What is needed -> Without omitting anything, retype the data that follows.

━━━ Given information ━━━

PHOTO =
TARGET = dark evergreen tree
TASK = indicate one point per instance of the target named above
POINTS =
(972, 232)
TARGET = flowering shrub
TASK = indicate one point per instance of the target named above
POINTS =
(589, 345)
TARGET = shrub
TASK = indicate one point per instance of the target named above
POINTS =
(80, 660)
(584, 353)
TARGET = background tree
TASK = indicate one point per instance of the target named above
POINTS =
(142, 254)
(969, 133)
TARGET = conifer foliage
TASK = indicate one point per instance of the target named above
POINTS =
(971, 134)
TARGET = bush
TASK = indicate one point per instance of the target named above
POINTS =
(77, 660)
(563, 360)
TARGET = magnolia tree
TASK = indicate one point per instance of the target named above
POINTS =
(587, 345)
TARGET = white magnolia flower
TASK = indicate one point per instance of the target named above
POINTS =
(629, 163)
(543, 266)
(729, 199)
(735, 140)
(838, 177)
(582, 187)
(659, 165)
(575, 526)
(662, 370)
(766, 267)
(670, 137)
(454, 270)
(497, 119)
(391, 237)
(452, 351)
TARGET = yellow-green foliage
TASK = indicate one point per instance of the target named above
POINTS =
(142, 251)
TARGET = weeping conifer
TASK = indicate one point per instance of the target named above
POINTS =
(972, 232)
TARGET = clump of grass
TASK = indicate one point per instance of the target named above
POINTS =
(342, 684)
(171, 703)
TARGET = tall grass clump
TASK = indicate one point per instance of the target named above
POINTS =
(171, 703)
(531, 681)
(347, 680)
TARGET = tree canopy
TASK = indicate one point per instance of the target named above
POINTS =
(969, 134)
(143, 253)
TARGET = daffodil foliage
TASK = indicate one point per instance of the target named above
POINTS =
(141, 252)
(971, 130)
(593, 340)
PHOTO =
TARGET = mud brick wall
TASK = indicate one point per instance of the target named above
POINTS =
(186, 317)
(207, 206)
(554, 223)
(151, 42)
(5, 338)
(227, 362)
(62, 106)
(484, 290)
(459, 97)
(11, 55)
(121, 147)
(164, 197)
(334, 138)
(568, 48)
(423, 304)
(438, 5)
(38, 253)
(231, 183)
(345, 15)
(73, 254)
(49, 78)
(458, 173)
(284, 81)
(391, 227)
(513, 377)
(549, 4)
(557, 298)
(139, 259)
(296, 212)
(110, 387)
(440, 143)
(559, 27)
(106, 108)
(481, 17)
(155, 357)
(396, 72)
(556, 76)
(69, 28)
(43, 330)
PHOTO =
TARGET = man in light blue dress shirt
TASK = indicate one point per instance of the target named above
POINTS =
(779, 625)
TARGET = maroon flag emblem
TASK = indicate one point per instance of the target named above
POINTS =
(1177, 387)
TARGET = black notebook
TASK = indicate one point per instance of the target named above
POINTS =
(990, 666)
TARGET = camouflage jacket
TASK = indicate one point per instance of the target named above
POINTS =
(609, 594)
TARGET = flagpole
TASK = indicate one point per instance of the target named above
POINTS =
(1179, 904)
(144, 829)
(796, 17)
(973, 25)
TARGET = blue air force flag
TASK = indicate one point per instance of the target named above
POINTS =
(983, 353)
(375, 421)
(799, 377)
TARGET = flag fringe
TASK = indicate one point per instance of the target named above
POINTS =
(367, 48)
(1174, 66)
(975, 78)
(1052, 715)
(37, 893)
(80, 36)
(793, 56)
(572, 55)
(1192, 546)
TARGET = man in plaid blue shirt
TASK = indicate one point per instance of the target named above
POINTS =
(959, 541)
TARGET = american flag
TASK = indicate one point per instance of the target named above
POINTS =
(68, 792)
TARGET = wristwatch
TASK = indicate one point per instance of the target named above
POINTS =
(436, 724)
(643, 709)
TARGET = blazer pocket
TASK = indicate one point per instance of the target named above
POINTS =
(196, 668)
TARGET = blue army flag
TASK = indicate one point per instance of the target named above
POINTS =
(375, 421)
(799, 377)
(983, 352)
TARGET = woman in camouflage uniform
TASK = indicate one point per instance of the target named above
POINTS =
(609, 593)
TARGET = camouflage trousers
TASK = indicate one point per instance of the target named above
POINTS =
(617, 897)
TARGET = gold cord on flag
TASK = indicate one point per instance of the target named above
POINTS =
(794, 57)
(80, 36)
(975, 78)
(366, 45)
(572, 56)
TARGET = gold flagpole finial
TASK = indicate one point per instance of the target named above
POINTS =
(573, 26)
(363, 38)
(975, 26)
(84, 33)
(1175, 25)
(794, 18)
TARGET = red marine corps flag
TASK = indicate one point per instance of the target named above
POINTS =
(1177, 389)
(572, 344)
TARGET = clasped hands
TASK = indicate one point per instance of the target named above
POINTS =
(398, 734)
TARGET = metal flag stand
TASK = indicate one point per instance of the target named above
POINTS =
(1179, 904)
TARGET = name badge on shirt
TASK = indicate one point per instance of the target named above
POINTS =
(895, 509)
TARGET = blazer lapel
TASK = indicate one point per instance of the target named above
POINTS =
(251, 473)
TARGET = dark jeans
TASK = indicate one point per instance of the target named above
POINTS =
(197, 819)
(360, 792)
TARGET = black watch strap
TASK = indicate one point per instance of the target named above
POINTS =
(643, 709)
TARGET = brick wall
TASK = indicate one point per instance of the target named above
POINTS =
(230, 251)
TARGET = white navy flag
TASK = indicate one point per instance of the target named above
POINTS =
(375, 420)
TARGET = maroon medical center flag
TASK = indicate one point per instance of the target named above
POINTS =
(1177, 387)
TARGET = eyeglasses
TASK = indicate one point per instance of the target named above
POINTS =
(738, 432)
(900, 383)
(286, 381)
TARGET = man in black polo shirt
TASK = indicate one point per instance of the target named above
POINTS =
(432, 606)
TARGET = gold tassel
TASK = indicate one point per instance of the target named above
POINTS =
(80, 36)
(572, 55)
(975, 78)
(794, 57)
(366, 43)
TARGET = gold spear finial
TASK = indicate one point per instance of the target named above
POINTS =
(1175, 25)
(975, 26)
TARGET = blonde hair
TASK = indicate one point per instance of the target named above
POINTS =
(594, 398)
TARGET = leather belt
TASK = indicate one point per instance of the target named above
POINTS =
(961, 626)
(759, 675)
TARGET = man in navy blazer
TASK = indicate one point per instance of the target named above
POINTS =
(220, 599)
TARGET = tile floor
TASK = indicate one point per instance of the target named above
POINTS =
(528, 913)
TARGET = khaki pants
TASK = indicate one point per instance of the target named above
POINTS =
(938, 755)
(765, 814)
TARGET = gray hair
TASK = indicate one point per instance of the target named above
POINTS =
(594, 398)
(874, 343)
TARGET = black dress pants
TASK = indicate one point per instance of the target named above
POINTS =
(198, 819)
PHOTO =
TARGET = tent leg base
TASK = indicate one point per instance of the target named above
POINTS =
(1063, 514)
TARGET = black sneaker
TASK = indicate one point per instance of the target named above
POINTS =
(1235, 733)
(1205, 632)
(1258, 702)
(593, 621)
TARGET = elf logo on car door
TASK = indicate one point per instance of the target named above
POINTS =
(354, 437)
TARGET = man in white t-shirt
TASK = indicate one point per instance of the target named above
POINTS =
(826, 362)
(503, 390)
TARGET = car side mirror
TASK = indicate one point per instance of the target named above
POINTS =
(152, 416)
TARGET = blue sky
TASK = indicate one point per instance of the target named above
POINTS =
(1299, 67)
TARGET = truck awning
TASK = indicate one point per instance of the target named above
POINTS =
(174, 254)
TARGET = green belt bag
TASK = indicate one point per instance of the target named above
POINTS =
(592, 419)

━━━

Full answer ->
PHOTO =
TARGET = dark evergreen tree
TASK = indicate one point per instance of the target named above
POINTS =
(972, 232)
TARGET = flowering shrub
TASK = indicate one point per instance of the target named above
POINTS =
(589, 345)
TARGET = shrub
TASK = indicate one point per instance of the target named above
POINTS =
(80, 660)
(584, 353)
TARGET = background tree
TASK = indicate one point per instance of the target named above
POINTS =
(142, 254)
(969, 133)
TARGET = conifer foliage
TASK = indicate one point per instance of the target named above
POINTS =
(971, 134)
TARGET = bush
TASK = indicate one point per instance of the target named above
POINTS =
(77, 660)
(563, 360)
TARGET = magnolia tree
TASK = indicate one point per instance of the target named above
POINTS =
(587, 345)
TARGET = white magnolia flower
TASK = indicate one point per instance of the target named above
POINTS =
(629, 163)
(543, 266)
(729, 199)
(735, 140)
(838, 177)
(582, 187)
(659, 165)
(575, 526)
(662, 370)
(766, 267)
(670, 137)
(454, 270)
(497, 119)
(391, 237)
(452, 351)
TARGET = yellow-green foliage
TASK = indicate one point per instance of the target named above
POINTS =
(142, 251)
TARGET = weeping conifer
TASK = indicate one point per instance of the target named above
POINTS =
(972, 232)
TARGET = clump of grass
TASK = indicate one point per instance of the target named above
POINTS =
(342, 684)
(171, 703)
TARGET = tall grass clump
TASK = indicate one point per instance of the target named above
POINTS =
(171, 703)
(531, 681)
(347, 680)
TARGET = tree canopy
TASK = indicate one point per instance of the target named above
POINTS =
(969, 134)
(143, 253)
TARGET = daffodil foliage
TASK = indicate one point per instance of the target named above
POINTS =
(141, 252)
(971, 130)
(593, 340)
PHOTO =
TARGET = mud brick wall
TASK = indicate one point per instance of the target named above
POINTS =
(186, 317)
(207, 206)
(554, 223)
(151, 42)
(5, 338)
(227, 362)
(62, 106)
(484, 290)
(459, 97)
(11, 55)
(121, 147)
(164, 197)
(334, 138)
(568, 48)
(423, 304)
(438, 5)
(38, 253)
(231, 183)
(345, 15)
(73, 254)
(49, 78)
(458, 173)
(284, 81)
(391, 227)
(513, 377)
(549, 4)
(557, 298)
(139, 259)
(296, 212)
(110, 387)
(440, 143)
(559, 27)
(106, 108)
(481, 17)
(155, 357)
(396, 72)
(556, 76)
(69, 28)
(43, 330)
PHOTO =
TARGET = man in light blue dress shirt
TASK = indicate one point per instance of the target named above
POINTS =
(779, 625)
TARGET = maroon flag emblem
TASK = indicate one point per instance of the target named above
POINTS =
(1177, 387)
TARGET = black notebook
TASK = indicate one point per instance of the target named above
POINTS =
(990, 666)
TARGET = camouflage jacket
TASK = indicate one point per instance of the target named above
POINTS =
(609, 594)
TARGET = flagpole
TASK = indicate one point per instance of the target named above
POINTS =
(1179, 904)
(144, 829)
(796, 17)
(973, 25)
TARGET = blue air force flag
TASK = indicate one point per instance of the target named above
POINTS =
(983, 353)
(375, 421)
(799, 377)
TARGET = flag fringe
TASK = indicate one point per instance of the target named above
POINTS =
(367, 48)
(1174, 66)
(975, 78)
(1052, 715)
(37, 893)
(80, 36)
(793, 56)
(572, 55)
(1192, 546)
TARGET = man in plaid blue shirt
TASK = indicate one point per instance of the target named above
POINTS =
(959, 541)
TARGET = american flag
TASK = indicate one point per instance of the target named above
POINTS =
(68, 792)
TARGET = wristwatch
TASK = indicate one point per instance of the target named above
POINTS =
(436, 724)
(643, 709)
TARGET = blazer pocket
TASK = indicate one point per instance of the target named above
POINTS =
(196, 668)
TARGET = blue army flag
TASK = indicate one point per instance of the target named above
POINTS =
(375, 421)
(799, 377)
(983, 352)
TARGET = woman in camouflage uniform
TASK = indicate one point per instance of the target named above
POINTS =
(609, 593)
TARGET = camouflage trousers
TASK = indicate one point per instance of the target named above
POINTS =
(617, 897)
TARGET = gold cord on flag
TASK = indicate one point per instance of the target named above
POINTS =
(794, 57)
(80, 36)
(975, 78)
(366, 45)
(572, 56)
TARGET = gold flagpole finial
TASK = indicate one point per instance of the target named above
POINTS =
(573, 26)
(363, 38)
(975, 26)
(84, 33)
(1175, 25)
(794, 18)
TARGET = red marine corps flag
TASK = indicate one point per instance of the target named above
POINTS =
(1177, 389)
(572, 344)
TARGET = clasped hands
TASK = indicate one point per instance of the target named above
POINTS =
(398, 734)
TARGET = metal flag stand
TASK = indicate one point per instance of the target named above
POINTS =
(1179, 904)
TARGET = name badge on shirt
TASK = indicate one point per instance of the target named above
POINTS =
(895, 509)
TARGET = blazer lapel
TASK = indicate one point per instance of the target named above
POINTS =
(251, 473)
TARGET = dark jeans
TASK = indicate one point per instance of the target named above
POINTS =
(197, 819)
(360, 792)
TARGET = black watch strap
TASK = indicate one point per instance of the target named above
POINTS =
(643, 709)
TARGET = brick wall
TASK = indicate one point per instance of the target named above
POINTS =
(230, 251)
TARGET = white navy flag
TASK = indicate one point per instance of the target named above
POINTS =
(375, 420)
TARGET = maroon medical center flag
TASK = indicate one point per instance of the target named above
POINTS =
(1177, 387)
TARGET = eyeglasses
TASK = indicate one point per instance of the target named above
POINTS =
(738, 432)
(900, 383)
(286, 381)
TARGET = man in black polo shirt
TASK = indicate one point per instance of the target named above
POINTS =
(432, 606)
TARGET = gold tassel
TASK = indicate one point per instance of the target named above
POINTS =
(80, 36)
(572, 55)
(975, 78)
(794, 57)
(366, 43)
TARGET = gold spear finial
TASK = indicate one point per instance of the target named above
POINTS =
(1175, 25)
(975, 26)
TARGET = blonde hair
TASK = indicate one point per instance of the target named above
POINTS =
(594, 398)
TARGET = leather belt
TASK = indicate one point per instance of the target named above
POINTS =
(961, 626)
(759, 675)
TARGET = man in navy blazer
TASK = indicate one point per instance of the target named above
POINTS =
(220, 599)
TARGET = tile floor
TASK = indicate one point per instance of the target named above
POINTS =
(528, 913)
TARGET = khaki pants
TASK = indicate one point per instance of the target named above
POINTS =
(938, 755)
(765, 814)
TARGET = gray hair
TASK = indicate one point per instance of the target named above
POINTS =
(594, 398)
(874, 343)
TARGET = black dress pants
TASK = indicate one point per instance of the target named above
POINTS =
(198, 819)
PHOTO =
TARGET = tent leg base
TASK = indicate one point per instance of the target named above
POINTS =
(1063, 514)
TARGET = black sneaker
TASK = indicate one point per instance of the target named above
POINTS =
(1235, 733)
(1205, 632)
(1258, 702)
(593, 621)
TARGET = elf logo on car door
TASK = indicate one point per instance of the target named above
POINTS =
(354, 437)
TARGET = man in white t-shirt
TASK = indicate one point per instance of the target named above
POINTS =
(826, 362)
(503, 390)
TARGET = car side mirror
TASK = indicate one point per instance of the target named above
POINTS =
(152, 416)
TARGET = blue sky
TASK = indicate one point per instance of the target named above
POINTS =
(1299, 67)
TARGET = truck awning
TASK = indicate one point per instance of the target named above
POINTS =
(174, 254)
TARGET = green belt bag
TASK = indicate one point per instance of the target named above
POINTS =
(592, 419)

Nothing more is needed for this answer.